▶ _O QUE FAZER_: Reproduza, do texto sobre a depressão na adolescência, o trecho que vai de "Uma abordagem que" a "entra neste jogo?".

▶ _TEXTO FORNECIDO_:
* * * *

Se ele não pode testar-se construindo/destruindo a si e ao outro, e assim produzir seus territórios íntimos e confiáveis, passa a destruir a si mesmo. A força que ele precisava validar no encontro com o mundo que o envolve, num diálogo entre as entranhas deste mundo e as suas próprias tripas; esta força, voraz e passional, se volta contra ele, passa a consumi-lo e a impor cada vez mais desligamentos de tudo o que este adolescente pode construir para ampará-lo. O íntimo passa a não dizer mais nada de tanto vazio que é. Esse seria o caso de uma depressão para qual devemos estar atentos. E esta atenção nos implica radicalmente, pois ao abordar o adolescente, temos que nos disponibilizar, como nos ensina um bom clínico de almas e corpos, o psicanalista húngaro Sándor Férenczi: “a senti-lo dentro de nós”
Uma abordagem que não considere a empatia transforma o adolescente, já refém de seus afetos mais sombrios, em mero objeto sobre o qual se testam fórmulas e remédios reparadores de felicidade.
Notem que este processo que pode gerar a depressão se dá entre vários atores e não somente com o adolescente. Neste jogo de forças, o adolescente/aluno é o pólo mais frágil.
E a escola, como entra neste jogo?
Através da vocação para ensinar a escola propõe mundos novos. A didática é o instrumento que tentará veicular e organizar estes mundos com aqueles do adolescente. Educar, dizia Freud, é um ofício impossível, tal como psicanalizar e governar. Mas a impossibilidade que Freud acentua é positiva. Ela nos adverte que o educador deve considerar os excessos que produz em seu ato, que se negam a ser educados, pedagogizados. São com esses excessos ou restos que a escola deverá dialogar na lida com o adolescente, criando condições mais propícias à criatividade, expansão e autonomia que vem se contrapor à depressão desvitalizante.
Os restos aos quais me refiro, longe de serem lixo, são partes deste adolescente que escapam às expectativas e projetos pedagógicos da escola para com ele. Os restos são a deriva necessária que aponta para aquilo que a escola não previu e jamais poderá prever em seus projetos. Esse resto é o que não se conforma, que ainda nem forma tem, mas que precisa ser acolhido para que alguma possa criar.

* * * *

▶ _REGISTROS DE DADOS_:
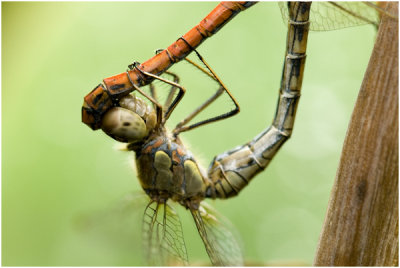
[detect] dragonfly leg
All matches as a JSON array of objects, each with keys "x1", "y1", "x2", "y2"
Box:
[
  {"x1": 128, "y1": 63, "x2": 186, "y2": 124},
  {"x1": 206, "y1": 2, "x2": 311, "y2": 198},
  {"x1": 150, "y1": 48, "x2": 179, "y2": 109},
  {"x1": 172, "y1": 37, "x2": 240, "y2": 137}
]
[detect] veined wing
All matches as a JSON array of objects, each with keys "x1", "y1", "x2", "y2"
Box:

* * * *

▶ _SOLUÇÃO_:
Uma abordagem que não considere a empatia transforma o adolescente, já refém de seus afetos mais sombrios, em mero objeto sobre o qual se testam fórmulas e remédios reparadores de felicidade.
Notem que este processo que pode gerar a depressão se dá entre vários atores e não somente com o adolescente. Neste jogo de forças, o adolescente/aluno é o pólo mais frágil.
E a escola, como entra neste jogo?